==== Given text ====

Introduction
Microorganisms in nature co-exit as communities, and species interactions are essential to stabilize their composition and functionality (Donaldson et al. 2016). Members of a community may interact bidirectionally or unidirectionally, and microscale communities frequently assemble and disassemble by migration, attachment, and detachment from surfaces or cells, leading to mutualism, parasitism or competition among them (Cordero & Datta 2016).
Environmental fluctuations are altering the biodiversity, which in turn is a key driver of biogeochemical processes. Reactive nitrogen (Nr, all nitrogen species other than N2) is widely utilized by plants and algae (Chen et al. 2011) but may cause ecological issues if too abundant. In the past few decades, vast quantities of Nr have been produced to meet the increasing demand for food and energy (Lutz et al. 2001). Many of them can be nitrified to highly mobile nitrate and are leached into rivers, leading to eutrophication and seasonal hypoxia (McIsaac et al. 2001; Fowler et al.2013). Rivers were reported to convert (50 ± 20)% of Nr inputs from adjacent ecosystems into N2 while transporting the other half to coastal water (Xia et al. 2018). River sediments contributed a significant part of total nitrogen transformation.

====

*Task requirements*:
[a] Answer these questions from the introduction about microbial communities and nitrogen, one per line:
(i) What does the term reactive nitrogen (Nr) cover?
(ii) By what processes do microscale communities assemble and disassemble?
(iii) What share of Nr inputs from adjacent ecosystems are rivers reported to convert into N2?
[b] Write the next part of the introduction about microbial communities and river nitrogen, starting after its last sentence.

==== Records shown ====

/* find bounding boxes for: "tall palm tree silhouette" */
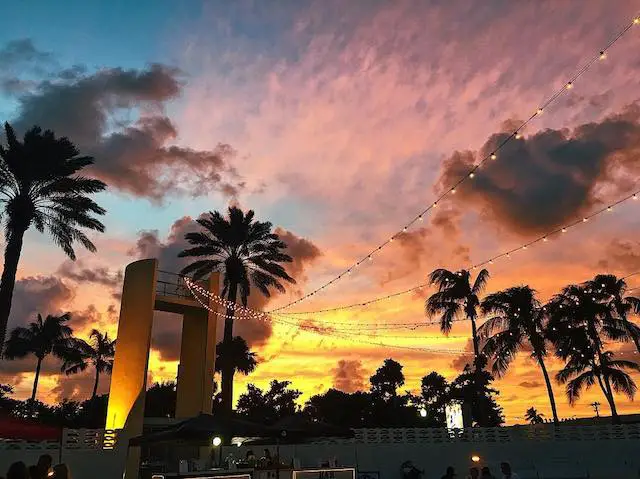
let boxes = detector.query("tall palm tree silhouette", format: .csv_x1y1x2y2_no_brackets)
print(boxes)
425,269,489,362
547,284,638,423
216,336,258,390
478,286,559,424
556,349,640,424
5,313,75,401
62,329,116,399
0,123,106,352
585,274,640,352
178,206,295,411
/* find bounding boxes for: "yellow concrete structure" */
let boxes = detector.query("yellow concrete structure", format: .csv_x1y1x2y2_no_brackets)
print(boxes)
105,259,220,477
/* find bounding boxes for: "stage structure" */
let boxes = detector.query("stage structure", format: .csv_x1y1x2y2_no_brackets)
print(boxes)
105,259,220,477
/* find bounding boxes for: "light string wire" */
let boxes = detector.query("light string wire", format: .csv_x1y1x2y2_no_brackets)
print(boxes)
182,272,640,356
184,190,640,318
269,16,640,313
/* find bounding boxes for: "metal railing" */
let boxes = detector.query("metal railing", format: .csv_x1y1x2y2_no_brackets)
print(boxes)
156,270,209,299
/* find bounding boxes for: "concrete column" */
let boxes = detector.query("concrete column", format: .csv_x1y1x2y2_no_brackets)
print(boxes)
106,259,158,434
176,273,220,418
106,259,158,478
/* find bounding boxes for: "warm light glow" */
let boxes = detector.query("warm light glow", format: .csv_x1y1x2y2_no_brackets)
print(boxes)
444,401,464,429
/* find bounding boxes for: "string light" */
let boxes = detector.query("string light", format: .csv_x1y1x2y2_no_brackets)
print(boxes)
184,191,640,317
272,18,636,311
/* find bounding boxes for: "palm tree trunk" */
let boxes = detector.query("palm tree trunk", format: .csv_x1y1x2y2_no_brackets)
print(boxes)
91,368,100,399
220,283,238,412
596,374,619,424
469,318,480,360
469,316,487,427
31,358,42,402
0,228,27,356
538,356,560,426
604,376,620,424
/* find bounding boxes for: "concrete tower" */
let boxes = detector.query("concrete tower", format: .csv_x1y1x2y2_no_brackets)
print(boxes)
106,259,220,477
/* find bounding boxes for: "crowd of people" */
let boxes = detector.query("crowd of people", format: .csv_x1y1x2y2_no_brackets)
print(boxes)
442,462,520,479
0,454,71,479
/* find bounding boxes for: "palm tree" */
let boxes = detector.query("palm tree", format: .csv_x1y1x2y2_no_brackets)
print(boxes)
0,123,106,353
5,313,74,401
524,407,544,424
478,286,560,424
556,351,640,424
425,269,489,362
214,336,258,384
62,329,116,399
547,284,635,423
178,206,295,411
585,274,640,352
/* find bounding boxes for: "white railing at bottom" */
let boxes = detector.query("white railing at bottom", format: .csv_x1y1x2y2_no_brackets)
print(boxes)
0,429,118,451
0,424,640,451
355,424,640,444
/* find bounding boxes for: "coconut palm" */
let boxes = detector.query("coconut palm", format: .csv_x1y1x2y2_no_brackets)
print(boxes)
4,313,75,401
585,274,640,352
478,286,559,424
0,123,106,352
425,269,489,361
556,351,640,424
179,206,295,411
547,284,635,422
62,329,116,399
524,407,544,424
216,336,258,388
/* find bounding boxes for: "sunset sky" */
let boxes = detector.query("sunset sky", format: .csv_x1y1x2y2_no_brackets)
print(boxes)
0,0,640,423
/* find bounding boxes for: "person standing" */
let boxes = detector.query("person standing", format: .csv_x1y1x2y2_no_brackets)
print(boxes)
442,466,456,479
480,466,495,479
500,462,520,479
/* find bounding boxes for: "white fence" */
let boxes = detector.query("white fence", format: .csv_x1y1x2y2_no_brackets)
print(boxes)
354,424,640,444
0,429,117,451
0,424,640,479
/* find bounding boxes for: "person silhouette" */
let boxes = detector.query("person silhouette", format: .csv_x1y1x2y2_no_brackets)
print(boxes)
480,466,495,479
500,462,520,479
442,466,456,479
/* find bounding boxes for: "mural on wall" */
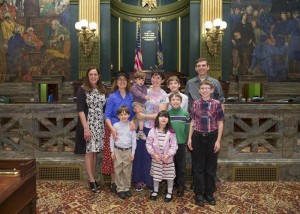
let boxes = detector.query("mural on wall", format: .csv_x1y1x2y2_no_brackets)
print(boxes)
0,0,71,82
230,0,300,81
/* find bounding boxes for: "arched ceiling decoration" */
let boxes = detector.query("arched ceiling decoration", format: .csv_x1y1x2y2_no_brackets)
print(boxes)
111,0,190,22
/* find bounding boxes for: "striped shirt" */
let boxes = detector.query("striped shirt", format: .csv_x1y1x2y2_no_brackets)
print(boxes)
190,98,224,132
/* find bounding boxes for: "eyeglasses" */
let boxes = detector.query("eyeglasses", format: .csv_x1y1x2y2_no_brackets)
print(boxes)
200,87,211,91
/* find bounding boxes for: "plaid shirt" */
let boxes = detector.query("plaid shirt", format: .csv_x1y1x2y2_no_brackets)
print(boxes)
190,98,224,132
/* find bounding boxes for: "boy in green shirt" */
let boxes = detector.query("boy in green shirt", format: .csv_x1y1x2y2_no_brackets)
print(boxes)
168,92,190,197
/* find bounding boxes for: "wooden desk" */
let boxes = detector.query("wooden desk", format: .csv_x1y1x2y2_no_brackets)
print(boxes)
0,159,37,214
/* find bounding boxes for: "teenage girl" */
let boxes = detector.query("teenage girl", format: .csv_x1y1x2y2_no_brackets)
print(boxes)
146,110,178,202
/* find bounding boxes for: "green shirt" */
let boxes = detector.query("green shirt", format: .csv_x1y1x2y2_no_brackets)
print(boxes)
169,108,190,144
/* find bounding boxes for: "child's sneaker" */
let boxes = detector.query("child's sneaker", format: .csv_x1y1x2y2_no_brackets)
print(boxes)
138,131,147,140
135,182,146,192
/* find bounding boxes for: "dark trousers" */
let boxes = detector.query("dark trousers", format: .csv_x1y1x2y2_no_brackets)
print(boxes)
175,144,186,188
192,131,218,195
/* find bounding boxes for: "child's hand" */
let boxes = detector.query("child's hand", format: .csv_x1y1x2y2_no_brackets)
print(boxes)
110,152,116,160
214,141,221,153
134,105,142,114
152,153,160,161
187,138,193,151
163,155,169,163
111,128,118,140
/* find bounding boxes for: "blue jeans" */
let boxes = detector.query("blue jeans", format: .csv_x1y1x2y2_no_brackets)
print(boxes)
192,130,218,195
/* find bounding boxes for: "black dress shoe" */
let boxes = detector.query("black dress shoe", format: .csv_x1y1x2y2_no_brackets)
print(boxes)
177,187,184,197
204,195,216,205
125,190,132,198
190,183,194,190
195,194,205,207
90,181,100,193
117,192,126,199
164,193,173,203
150,192,158,201
110,183,117,193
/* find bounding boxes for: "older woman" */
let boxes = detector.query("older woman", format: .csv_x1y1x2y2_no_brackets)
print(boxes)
102,72,135,192
74,67,106,192
132,72,169,191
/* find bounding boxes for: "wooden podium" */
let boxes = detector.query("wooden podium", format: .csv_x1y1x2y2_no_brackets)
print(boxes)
0,159,37,214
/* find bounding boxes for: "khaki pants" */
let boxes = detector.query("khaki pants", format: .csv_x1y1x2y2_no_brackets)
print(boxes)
114,148,132,192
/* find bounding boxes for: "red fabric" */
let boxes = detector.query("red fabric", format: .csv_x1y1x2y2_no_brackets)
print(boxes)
134,26,143,73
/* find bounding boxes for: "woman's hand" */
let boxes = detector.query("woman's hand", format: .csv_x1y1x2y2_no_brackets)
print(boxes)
163,155,169,164
152,153,160,161
83,129,92,141
214,141,221,153
129,120,136,131
134,105,142,114
136,113,146,120
111,128,118,140
187,138,193,151
110,152,116,160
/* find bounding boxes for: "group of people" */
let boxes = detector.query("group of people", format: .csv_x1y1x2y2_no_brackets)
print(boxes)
75,58,224,206
231,0,300,81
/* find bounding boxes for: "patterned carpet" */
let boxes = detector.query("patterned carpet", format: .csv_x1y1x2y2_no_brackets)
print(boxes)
37,180,300,214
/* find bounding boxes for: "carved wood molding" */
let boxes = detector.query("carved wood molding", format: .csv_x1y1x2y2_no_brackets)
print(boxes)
111,0,190,22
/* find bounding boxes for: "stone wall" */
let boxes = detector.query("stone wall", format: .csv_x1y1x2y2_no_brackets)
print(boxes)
0,103,300,181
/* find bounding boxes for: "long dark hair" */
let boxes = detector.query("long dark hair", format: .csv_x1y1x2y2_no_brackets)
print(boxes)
154,110,171,133
111,71,130,93
82,66,106,94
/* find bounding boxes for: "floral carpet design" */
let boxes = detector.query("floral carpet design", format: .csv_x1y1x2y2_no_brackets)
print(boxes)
37,180,300,214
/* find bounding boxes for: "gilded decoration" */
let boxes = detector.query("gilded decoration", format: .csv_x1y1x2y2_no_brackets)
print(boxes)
111,0,190,22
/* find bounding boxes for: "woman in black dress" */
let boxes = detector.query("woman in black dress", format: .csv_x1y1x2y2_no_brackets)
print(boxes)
75,67,106,192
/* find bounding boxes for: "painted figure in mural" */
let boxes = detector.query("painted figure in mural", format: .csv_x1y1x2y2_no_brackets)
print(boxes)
41,0,64,16
231,32,241,76
46,20,71,59
233,13,255,75
6,27,31,82
60,2,71,30
230,7,242,33
23,0,39,17
0,0,17,20
251,20,262,47
0,11,7,82
1,12,24,44
287,10,300,73
23,27,44,51
259,9,274,37
272,11,289,47
249,36,288,81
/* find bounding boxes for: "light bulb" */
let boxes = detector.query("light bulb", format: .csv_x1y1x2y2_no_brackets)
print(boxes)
75,22,81,30
80,19,89,28
213,18,222,28
204,21,212,29
221,21,227,30
89,22,97,30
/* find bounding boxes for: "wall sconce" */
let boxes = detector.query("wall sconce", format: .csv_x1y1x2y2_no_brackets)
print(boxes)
204,19,227,56
75,19,97,56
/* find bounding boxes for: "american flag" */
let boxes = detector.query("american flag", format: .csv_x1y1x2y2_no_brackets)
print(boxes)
134,25,143,73
156,24,164,70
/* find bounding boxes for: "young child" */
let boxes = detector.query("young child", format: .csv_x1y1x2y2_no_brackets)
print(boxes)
130,72,149,140
110,106,136,199
167,76,189,111
168,92,190,197
188,80,224,206
146,110,178,202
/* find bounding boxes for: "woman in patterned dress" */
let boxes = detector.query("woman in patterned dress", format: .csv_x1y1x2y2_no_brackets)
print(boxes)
74,67,106,192
132,71,169,191
146,110,178,202
102,71,135,192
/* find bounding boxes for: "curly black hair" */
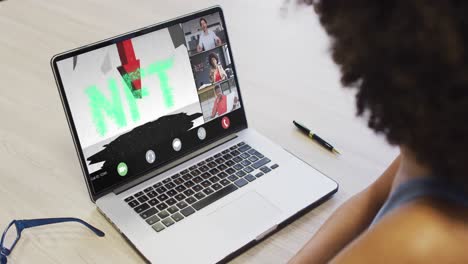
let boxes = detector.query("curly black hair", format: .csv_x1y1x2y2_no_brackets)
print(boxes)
304,0,468,188
208,52,219,68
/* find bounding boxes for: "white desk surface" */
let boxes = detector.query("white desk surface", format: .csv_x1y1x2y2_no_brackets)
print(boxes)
0,0,397,263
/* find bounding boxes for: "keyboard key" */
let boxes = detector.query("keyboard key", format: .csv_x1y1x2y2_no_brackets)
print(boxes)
201,172,211,180
247,149,257,155
211,183,223,191
184,189,195,196
138,195,149,203
171,213,184,222
156,186,167,194
156,203,168,210
161,217,175,227
182,174,193,181
193,176,203,183
174,193,187,201
190,170,201,177
167,206,179,214
166,198,177,206
210,176,220,183
244,174,257,181
219,179,231,186
199,165,210,172
233,163,244,170
164,182,175,190
176,201,188,209
148,198,159,206
163,177,171,184
228,175,239,181
260,166,271,174
201,181,211,188
146,191,158,198
153,223,165,232
226,168,236,174
210,168,219,175
217,164,227,171
133,203,150,214
240,153,250,160
234,179,248,188
195,192,206,200
244,167,254,173
128,200,140,208
236,171,247,177
180,207,195,217
146,215,160,225
249,156,258,162
184,181,195,188
140,208,158,219
192,185,203,192
223,154,232,161
158,210,169,219
252,158,271,169
193,184,237,210
157,193,169,201
237,144,251,152
166,190,177,197
203,187,214,195
174,178,184,185
241,160,252,167
185,197,197,204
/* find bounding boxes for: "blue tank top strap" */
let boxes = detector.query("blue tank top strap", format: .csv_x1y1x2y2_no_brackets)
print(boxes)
371,176,468,226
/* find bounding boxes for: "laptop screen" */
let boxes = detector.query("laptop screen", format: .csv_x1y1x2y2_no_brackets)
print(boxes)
53,8,246,195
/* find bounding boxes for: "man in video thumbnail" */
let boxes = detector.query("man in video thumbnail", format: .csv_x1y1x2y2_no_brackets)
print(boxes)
211,85,227,118
197,18,222,52
208,53,227,83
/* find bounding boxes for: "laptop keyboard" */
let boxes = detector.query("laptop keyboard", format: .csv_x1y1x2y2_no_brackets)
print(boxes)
125,142,278,232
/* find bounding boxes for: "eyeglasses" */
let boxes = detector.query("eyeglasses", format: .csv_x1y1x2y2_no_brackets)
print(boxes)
0,217,105,264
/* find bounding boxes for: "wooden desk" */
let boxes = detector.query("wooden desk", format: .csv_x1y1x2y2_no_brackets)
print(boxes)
0,0,397,263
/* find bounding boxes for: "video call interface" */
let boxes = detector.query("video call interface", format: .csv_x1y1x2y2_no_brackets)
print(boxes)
57,13,241,193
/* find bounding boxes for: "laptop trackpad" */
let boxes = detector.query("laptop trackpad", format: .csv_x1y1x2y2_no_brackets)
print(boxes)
208,191,281,242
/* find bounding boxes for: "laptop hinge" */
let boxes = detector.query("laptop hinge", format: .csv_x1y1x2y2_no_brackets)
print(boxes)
113,134,237,194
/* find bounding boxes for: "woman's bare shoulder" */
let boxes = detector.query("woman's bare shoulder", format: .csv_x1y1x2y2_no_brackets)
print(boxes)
333,199,468,263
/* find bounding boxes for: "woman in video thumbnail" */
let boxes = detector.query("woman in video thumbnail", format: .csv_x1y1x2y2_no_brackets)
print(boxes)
208,53,227,83
197,18,222,52
211,85,227,118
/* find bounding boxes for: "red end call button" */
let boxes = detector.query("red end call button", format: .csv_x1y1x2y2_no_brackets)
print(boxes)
221,116,231,129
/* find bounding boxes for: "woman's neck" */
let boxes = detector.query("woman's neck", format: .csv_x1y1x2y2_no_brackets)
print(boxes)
392,146,431,191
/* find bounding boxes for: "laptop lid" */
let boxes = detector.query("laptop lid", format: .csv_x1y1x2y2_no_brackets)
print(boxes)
51,7,247,201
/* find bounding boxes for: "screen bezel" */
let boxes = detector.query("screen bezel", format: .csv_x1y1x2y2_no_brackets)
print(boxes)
50,6,248,202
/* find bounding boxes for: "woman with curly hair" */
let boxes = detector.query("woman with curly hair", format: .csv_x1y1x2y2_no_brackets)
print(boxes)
290,0,468,263
208,53,227,83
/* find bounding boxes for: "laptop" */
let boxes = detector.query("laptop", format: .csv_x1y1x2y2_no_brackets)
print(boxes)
51,7,338,263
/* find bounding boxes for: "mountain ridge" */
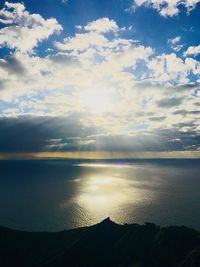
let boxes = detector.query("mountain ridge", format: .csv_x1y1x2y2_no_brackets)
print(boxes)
0,220,200,267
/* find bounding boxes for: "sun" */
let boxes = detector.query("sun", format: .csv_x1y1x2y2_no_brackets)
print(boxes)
80,88,112,113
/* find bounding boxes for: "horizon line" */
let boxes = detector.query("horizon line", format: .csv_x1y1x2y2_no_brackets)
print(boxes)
0,151,200,160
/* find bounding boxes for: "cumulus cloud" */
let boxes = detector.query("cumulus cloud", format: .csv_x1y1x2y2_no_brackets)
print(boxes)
184,45,200,57
167,36,184,52
84,18,119,33
133,0,200,17
0,2,200,152
0,2,62,53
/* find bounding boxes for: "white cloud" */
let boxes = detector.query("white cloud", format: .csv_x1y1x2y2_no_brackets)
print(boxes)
184,45,200,57
0,2,62,53
167,36,184,52
84,18,119,33
0,4,200,147
133,0,200,17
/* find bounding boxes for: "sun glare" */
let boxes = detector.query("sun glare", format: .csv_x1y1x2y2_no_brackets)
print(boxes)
81,88,112,113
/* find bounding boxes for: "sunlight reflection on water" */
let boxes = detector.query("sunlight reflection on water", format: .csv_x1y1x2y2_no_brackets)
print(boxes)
62,164,156,228
0,160,200,231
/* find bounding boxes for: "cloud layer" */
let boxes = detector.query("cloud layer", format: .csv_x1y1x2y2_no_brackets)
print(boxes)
0,1,200,152
133,0,200,17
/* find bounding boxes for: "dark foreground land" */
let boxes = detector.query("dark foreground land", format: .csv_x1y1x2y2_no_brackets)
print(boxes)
0,218,200,267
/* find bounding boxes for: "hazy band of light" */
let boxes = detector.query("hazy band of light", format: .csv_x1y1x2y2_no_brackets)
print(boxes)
0,151,200,160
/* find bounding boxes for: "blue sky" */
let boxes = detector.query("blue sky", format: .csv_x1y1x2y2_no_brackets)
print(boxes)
0,0,200,156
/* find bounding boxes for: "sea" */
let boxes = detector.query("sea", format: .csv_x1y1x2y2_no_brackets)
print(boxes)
0,159,200,231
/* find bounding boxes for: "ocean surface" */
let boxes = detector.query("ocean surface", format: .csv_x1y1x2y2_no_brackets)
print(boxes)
0,159,200,231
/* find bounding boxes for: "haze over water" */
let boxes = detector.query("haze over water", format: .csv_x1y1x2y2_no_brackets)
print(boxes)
0,159,200,231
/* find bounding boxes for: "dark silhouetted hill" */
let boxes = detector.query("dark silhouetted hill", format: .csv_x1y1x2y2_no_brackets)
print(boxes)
0,218,200,267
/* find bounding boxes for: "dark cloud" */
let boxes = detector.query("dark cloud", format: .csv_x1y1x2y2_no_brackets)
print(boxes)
0,115,95,152
0,114,200,153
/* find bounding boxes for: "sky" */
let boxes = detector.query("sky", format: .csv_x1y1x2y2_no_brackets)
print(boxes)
0,0,200,158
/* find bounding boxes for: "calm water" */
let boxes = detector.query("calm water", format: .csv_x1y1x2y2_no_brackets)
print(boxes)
0,160,200,231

====

*Activity answers*:
[a]
(i) All nitrogen species other than N2.
(ii) Migration, attachment, and detachment from surfaces or cells.
(iii) (50 ± 20)%.

[b]
In subsurface or deeper sediments where oxygen cannot penetrate, nitrate ranks the best alternative electron acceptor in association with anaerobic oxidation of organic matters, sulfide and ferrous iron (Burgin & Hamilton 2007). It was reported that nitrate reduction accounted for 10 to 40% nitrate removal in the sediments of Michigan wetlands, lakes and creeks (Brunet & GarciaGil 1996; Burgin & Hamilton 2008). A number of studies have obtained positive effects of nitrate input into the sulfide-rich river sediments by stimulating denitrifiers, autotrophic sulfide oxidizers and Fe(II) oxidizers (He et al. 2017; Heet al. 2018). Our previous study also identified an enrichment of functional genes involved in nitrogen (e.g. nir , nif ,nor and nas ) and sulfur (e.g. sox , dsr ,apr and sir ) cycles when native microorganisms were exposed to elevated nitrate for 6 days (Xu et al. 2014).
In an ecological view however, external nitrate injection is considered an environmental perturbation, and how it shapes microbial communities, especially in a long run, has not yet been studied. Next-generation sequencing (NGS) provides extensive inferences about microbial community structure and functional profile, which are high-throughput, culture-independent, and reproducible, but are far less convincing than solid experimental data. In 2012, an approach for identifying new strains, microbial interactions and functions by culturing not a single isolate but the entire community with serial dilution was proposed (Lagier et al. 2012; Lagier et al. 2016). This approach has been so far explored in human gut and animal rumen microbiomes (Zehavi et al. 2018). Considering the key role of nitrate in biosphere and the complexity of microbial network involving in nitrogen cycling, the combination of NGS and community enrichment could be the promising strategy.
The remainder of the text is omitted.